List of tasks:
**a.** In the mortgage debt passage, what weighted average interest rate do the mortgage payments carry after interest rate swap agreements are taken into account?
**b.** Summarize the mortgage debt passage in two sentences.
**c.** Translate this sentence from the mortgage debt passage into Spanish: "At September 30, 2021, an unconsolidated joint venture had a first mortgage on its property with an outstanding balance of $22.3 million, bearing an interest rate of 4.0% and maturing in 2025."

At September 30, 2021, excluding the mortgage debt of our unconsolidated joint venture, we had 70 outstanding mortgages payable secured by 85 properties in the aggregate principal amount of $406.9 million (before netting unamortized deferred financing costs of $3.5 million). These mortgages represent first liens on individual real estate investments with an aggregate carrying value of $678.1 million, before accumulated depreciation of $117.4 million. After giving effect to interest rate swap agreements, the mortgage payments bear interest at fixed rates ranging from 3.02% to 5.50% (a 4.18% weighted average interest rate) and mature between 2022 and 2042 (a 6.6 year weighted average remaining term to maturity).
The following table sets forth, as of September 30, 2021, information with respect to our mortgage debt that is payable during the three months ending December 31, 2021 and for each of the subsequent twelve months through December 31, 2024 (excluding the mortgage debt of our unconsolidated joint venture):
Amortization payments
3,370
13,416
12,801
11,940
41,527
Principal due at maturity
31,590
16,709
50,694
98,993
45,006
29,510
62,634
140,520
At September 30, 2021, an unconsolidated joint venture had a first mortgage on its property with an outstanding balance of $22.3 million, bearing an interest rate of 4.0% and maturing in 2025.
We intend to make debt amortization payments from operating cash flow and although no assurance can be given that we will be successful in this regard, generally intend to refinance, extend or payoff the mortgage loans which mature in 2022 through 2024. We intend to repay the amounts not refinanced or extended from our existing funds and sources of funds, including our available cash, proceeds from the sale of our common stock and our credit facility (to the extent available).

Supplied information:
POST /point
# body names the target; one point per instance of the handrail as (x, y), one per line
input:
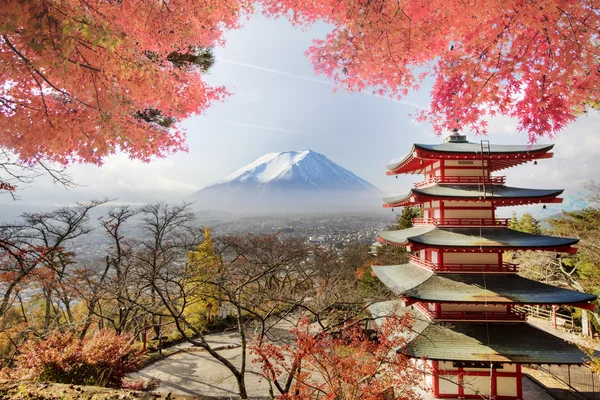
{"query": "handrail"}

Written responses:
**a.** 4.18%

**b.** As of September 30, 2021, excluding the unconsolidated joint venture's debt, 70 outstanding mortgages secured by 85 properties totaled $406.9 million in principal, with fixed rates from 3.02% to 5.50% after interest rate swaps and maturities between 2022 and 2042. Amortization payments are to come from operating cash flow, mortgage loans maturing in 2022 through 2024 are generally to be refinanced, extended or paid off, and amounts not refinanced or extended are to be repaid from existing funds and sources of funds, including available cash, proceeds from common stock sales and the credit facility.

**c.** Al 30 de septiembre de 2021, una empresa conjunta no consolidada tenía una primera hipoteca sobre su propiedad con un saldo pendiente de 22,3 millones de dólares, con una tasa de interés del 4,0 % y con vencimiento en 2025.